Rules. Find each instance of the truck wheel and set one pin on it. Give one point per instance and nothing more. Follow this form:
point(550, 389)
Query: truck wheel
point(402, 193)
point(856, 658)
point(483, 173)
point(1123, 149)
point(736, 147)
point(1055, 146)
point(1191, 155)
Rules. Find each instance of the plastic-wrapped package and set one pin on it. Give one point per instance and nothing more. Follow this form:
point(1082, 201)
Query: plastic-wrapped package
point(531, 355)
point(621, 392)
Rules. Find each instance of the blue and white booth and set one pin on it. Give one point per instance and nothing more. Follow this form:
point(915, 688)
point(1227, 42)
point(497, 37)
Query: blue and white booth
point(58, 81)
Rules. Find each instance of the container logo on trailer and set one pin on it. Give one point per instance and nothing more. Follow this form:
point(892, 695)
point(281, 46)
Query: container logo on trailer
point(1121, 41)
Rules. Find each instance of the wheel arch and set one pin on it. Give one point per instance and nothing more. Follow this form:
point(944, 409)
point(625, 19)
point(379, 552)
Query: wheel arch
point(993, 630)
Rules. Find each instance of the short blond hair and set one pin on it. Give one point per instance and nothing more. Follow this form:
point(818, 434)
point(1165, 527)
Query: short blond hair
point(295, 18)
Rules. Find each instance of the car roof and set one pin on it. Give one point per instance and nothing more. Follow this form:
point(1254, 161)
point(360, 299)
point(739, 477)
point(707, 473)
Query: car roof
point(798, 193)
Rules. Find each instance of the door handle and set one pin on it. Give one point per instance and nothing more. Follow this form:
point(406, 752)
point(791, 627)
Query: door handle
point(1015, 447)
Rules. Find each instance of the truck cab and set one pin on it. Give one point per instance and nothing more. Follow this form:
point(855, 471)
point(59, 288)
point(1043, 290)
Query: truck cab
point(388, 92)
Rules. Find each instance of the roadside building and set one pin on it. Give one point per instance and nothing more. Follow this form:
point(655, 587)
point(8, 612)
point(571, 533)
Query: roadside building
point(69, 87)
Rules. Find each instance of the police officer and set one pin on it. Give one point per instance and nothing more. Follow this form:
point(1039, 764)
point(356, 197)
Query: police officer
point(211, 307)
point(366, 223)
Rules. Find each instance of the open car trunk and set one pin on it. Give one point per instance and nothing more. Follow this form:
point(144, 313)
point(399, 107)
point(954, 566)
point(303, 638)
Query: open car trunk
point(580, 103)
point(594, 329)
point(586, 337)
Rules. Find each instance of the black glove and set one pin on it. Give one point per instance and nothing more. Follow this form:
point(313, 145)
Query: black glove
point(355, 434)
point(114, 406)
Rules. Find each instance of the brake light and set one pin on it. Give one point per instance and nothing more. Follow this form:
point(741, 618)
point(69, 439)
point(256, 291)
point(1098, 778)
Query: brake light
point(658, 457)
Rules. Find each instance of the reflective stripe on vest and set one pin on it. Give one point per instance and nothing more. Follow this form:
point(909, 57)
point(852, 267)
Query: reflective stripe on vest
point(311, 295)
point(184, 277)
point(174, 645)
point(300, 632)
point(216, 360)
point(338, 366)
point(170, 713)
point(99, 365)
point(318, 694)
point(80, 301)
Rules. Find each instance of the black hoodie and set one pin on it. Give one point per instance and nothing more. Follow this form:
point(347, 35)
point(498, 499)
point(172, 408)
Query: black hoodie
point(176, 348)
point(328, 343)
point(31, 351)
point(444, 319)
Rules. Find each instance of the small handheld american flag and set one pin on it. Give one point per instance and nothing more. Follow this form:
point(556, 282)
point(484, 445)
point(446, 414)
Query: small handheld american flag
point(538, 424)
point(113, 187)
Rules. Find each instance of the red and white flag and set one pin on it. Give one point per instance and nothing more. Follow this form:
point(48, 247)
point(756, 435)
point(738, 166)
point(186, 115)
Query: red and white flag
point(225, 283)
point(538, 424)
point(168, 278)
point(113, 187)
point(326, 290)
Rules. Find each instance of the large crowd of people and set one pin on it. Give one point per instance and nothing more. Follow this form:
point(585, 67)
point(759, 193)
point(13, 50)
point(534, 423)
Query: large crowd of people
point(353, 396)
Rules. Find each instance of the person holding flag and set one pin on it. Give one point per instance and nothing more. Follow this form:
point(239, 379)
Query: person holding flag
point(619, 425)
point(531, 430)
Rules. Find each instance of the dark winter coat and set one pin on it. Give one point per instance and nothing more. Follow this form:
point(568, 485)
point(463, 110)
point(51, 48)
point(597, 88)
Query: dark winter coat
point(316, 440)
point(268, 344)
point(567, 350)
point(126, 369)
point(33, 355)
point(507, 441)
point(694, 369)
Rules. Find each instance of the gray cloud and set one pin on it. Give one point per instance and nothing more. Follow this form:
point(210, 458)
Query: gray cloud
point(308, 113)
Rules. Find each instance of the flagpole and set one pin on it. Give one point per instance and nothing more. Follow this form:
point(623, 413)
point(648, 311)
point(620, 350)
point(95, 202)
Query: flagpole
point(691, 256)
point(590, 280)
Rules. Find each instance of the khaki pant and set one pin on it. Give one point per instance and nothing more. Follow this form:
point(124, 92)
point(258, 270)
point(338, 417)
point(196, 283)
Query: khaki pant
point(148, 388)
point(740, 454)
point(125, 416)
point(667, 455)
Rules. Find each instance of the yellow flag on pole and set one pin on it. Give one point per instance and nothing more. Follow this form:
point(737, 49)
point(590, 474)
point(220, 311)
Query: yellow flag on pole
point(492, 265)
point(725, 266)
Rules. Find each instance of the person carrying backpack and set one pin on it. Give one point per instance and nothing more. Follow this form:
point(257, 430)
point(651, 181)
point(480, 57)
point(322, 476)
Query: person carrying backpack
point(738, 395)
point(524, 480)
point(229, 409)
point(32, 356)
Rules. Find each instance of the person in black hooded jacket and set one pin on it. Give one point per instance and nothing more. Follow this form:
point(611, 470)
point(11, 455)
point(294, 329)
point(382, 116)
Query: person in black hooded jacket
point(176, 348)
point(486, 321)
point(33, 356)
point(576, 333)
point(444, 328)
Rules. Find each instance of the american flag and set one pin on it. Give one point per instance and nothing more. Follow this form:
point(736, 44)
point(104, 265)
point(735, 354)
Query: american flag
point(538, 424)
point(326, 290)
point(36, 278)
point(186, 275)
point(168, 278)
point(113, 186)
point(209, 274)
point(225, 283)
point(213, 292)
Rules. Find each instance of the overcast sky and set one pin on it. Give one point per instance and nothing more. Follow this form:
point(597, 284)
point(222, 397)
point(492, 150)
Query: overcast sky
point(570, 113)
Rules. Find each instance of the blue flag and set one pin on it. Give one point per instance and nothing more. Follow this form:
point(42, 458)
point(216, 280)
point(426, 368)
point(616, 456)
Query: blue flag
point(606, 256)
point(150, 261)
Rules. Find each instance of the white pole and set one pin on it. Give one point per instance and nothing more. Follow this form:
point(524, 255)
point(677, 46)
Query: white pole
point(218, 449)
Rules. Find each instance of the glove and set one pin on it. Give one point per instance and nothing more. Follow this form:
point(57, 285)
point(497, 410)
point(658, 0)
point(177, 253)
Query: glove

—————

■ Exercise directions ■
Return all data verbatim.

■ Result of this task ■
Rules. Find each instance of the truck wheel and set one pin on it. Give one point per instance and nothing more. Follow this form:
point(550, 389)
Query: truck wheel
point(402, 193)
point(856, 658)
point(483, 173)
point(1123, 149)
point(736, 147)
point(1055, 146)
point(1191, 155)
Rules. Find each instance of the plastic-wrapped package and set one pin on it. Give one point per instance and nothing more. Follow this form:
point(1082, 201)
Query: plastic-wrapped package
point(531, 355)
point(621, 392)
Rules. Find each instance of the blue and white booth and set one pin on it. Give one point per instance and nothing more. Follow this form:
point(915, 688)
point(1227, 42)
point(497, 37)
Query: blue and white booth
point(58, 81)
Rules. Find each instance of the container logo on trailer and set one pin on it. Give one point per instance and nothing more. Follow this form:
point(892, 695)
point(281, 46)
Query: container logo on trailer
point(1121, 41)
Rules. Find each instance of the wheel arch and set one pin on it. Give one point per instance and nothing more. Follow this form:
point(944, 409)
point(625, 19)
point(379, 552)
Query: wheel arch
point(993, 630)
Rules. Find each instance of the short blond hair and set one pin on it. Give one point per instance and nothing more. Follow this form:
point(818, 434)
point(1165, 527)
Query: short blond hair
point(295, 18)
Rules. Find each instance of the car roof and set one pin on it. Give one point per instance and nothing more. Follow this form:
point(1254, 161)
point(360, 299)
point(739, 477)
point(707, 473)
Query: car roof
point(798, 193)
Rules. Find each instance of the door handle and set one pin on it. Give one point per instance and nothing more. Follow this form:
point(406, 752)
point(791, 627)
Query: door handle
point(1015, 447)
Rules. Find each instance of the truck cab and set one pin on it. Give one point per instance and nothing more. Follow this form:
point(855, 471)
point(59, 288)
point(1043, 290)
Query: truck cab
point(388, 92)
Rules. Find each instance of the roadside building and set one pin on it. Give one point per instance and nothing more. Follow this form:
point(655, 587)
point(8, 612)
point(571, 533)
Query: roadside building
point(69, 87)
Rules. Find each instance of the police officer and set one pin on it. Give one point per instance and nothing more. Follow this form:
point(1039, 764)
point(356, 197)
Query: police officer
point(211, 307)
point(366, 223)
Rules. Find each instance of the open car trunk and set one pin on it. Give one point per instance and nothing more. Follow this form:
point(144, 313)
point(399, 107)
point(954, 566)
point(303, 638)
Query: open car trunk
point(580, 103)
point(594, 329)
point(586, 337)
Rules. Find each instance of the black glove and set one pin on it. Give one point per instance and nothing more. Follow this form:
point(313, 145)
Query: black glove
point(355, 434)
point(114, 406)
Rules. Find each instance of the brake light and set one pin on it. Give one point per instance and nothing more. Follow this form:
point(741, 618)
point(69, 439)
point(256, 291)
point(1098, 778)
Query: brake light
point(658, 457)
Rules. Find each instance of the reflective stripe on vest and set one pin on it. Give one point per instance and nothing more. Follow this form:
point(909, 57)
point(852, 267)
Query: reflective stripe on vest
point(311, 295)
point(184, 277)
point(174, 645)
point(300, 632)
point(216, 360)
point(338, 366)
point(170, 713)
point(99, 365)
point(318, 694)
point(80, 301)
Rules. Find each instance of the black hoodie and set one pin on it. Give one point per instance and nothing more. Follow this form:
point(347, 35)
point(498, 499)
point(172, 408)
Query: black hoodie
point(176, 348)
point(328, 343)
point(31, 351)
point(444, 319)
Rules. Find each instance of the small handheld american flag and set one pin on it. Give one point per instance and nothing more. Follow this form:
point(556, 282)
point(484, 445)
point(446, 414)
Query: small handheld american flag
point(538, 424)
point(113, 187)
Rules. Find each instance of the red and white flag and set one pin on it. Give one point per instance and nothing more. Follow this form:
point(48, 247)
point(756, 435)
point(738, 166)
point(186, 115)
Query: red and white flag
point(225, 283)
point(538, 424)
point(168, 278)
point(113, 187)
point(326, 290)
Rules. Find each instance of the large crowd of people and set one pin on it. Give one point per instance and nothing more. Follow this form:
point(585, 67)
point(759, 193)
point(13, 50)
point(534, 423)
Query: large crowd of people
point(353, 396)
Rules. Find each instance of the person holding flag and set one pin on it. Give one point per instance and nothing more. Follow this form:
point(239, 379)
Query: person holding flag
point(619, 425)
point(531, 430)
Rules. Find each instance of the dark winter coat and set one pin on it. Give one point per instance and nothing more. Follow this form:
point(568, 485)
point(463, 110)
point(51, 48)
point(597, 88)
Query: dark winter coat
point(316, 440)
point(268, 344)
point(567, 350)
point(126, 369)
point(33, 355)
point(507, 441)
point(694, 369)
Rules. Find each instance of the gray cloud and set one pin on it. Give one point per instance and nothing more. Follow this form:
point(210, 458)
Query: gray cloud
point(308, 113)
Rules. Find each instance of the flagpole and set one pin on it. Give one point per instance and nothing more. Follow this form:
point(623, 413)
point(648, 311)
point(620, 350)
point(95, 202)
Query: flagpole
point(691, 256)
point(590, 280)
Rules. Find each instance of the khaki pant and set one pin on it. Give one point per instance and nothing more. Follow this form:
point(124, 92)
point(258, 270)
point(338, 417)
point(196, 283)
Query: khaki pant
point(148, 388)
point(740, 454)
point(125, 416)
point(667, 455)
Rules. Find each instance of the yellow flag on pole and set one pin on it. Give one point per instance and nothing more. Follow this form:
point(737, 49)
point(590, 474)
point(220, 311)
Query: yellow flag on pole
point(492, 265)
point(725, 266)
Rules. Find each instance of the person carrying backpack and set one pin on it. Give one point per instance and nothing more. Follow this form:
point(257, 430)
point(651, 181)
point(480, 57)
point(322, 476)
Query: person carrying backpack
point(738, 395)
point(524, 480)
point(229, 409)
point(32, 356)
Rules. Find each instance of the person in black hooded jacket and set one pin on it. Give one point per instance and nothing more. Follow this form:
point(611, 470)
point(11, 455)
point(294, 329)
point(382, 116)
Query: person in black hooded jacket
point(176, 348)
point(486, 321)
point(33, 356)
point(576, 333)
point(444, 328)
Rules. Find each instance of the american flag and set one pin on it. Give one point per instance and nothing more. Follow this form:
point(736, 44)
point(104, 265)
point(735, 354)
Query: american flag
point(538, 424)
point(326, 290)
point(36, 278)
point(186, 275)
point(168, 278)
point(113, 186)
point(209, 274)
point(225, 283)
point(213, 292)
Rules. Find each instance of the overcast sky and set one pin on it. Give one point per instance and nothing more. Follow this form:
point(597, 284)
point(222, 397)
point(492, 150)
Query: overcast sky
point(570, 113)
Rules. Find each instance of the blue flag and set one pin on it. Give one point per instance and nothing more. Follow this form:
point(42, 458)
point(216, 280)
point(426, 368)
point(616, 456)
Query: blue flag
point(606, 256)
point(150, 261)
Rules. Find each instance of the white pole and set one pin on it. Give one point per instance and nothing more. Follow this form:
point(524, 255)
point(677, 46)
Query: white pole
point(218, 449)
Rules. Find each instance of the glove and set one pin on it. Give one point per instance and nothing more. Follow this form:
point(57, 285)
point(497, 410)
point(658, 0)
point(177, 253)
Query: glove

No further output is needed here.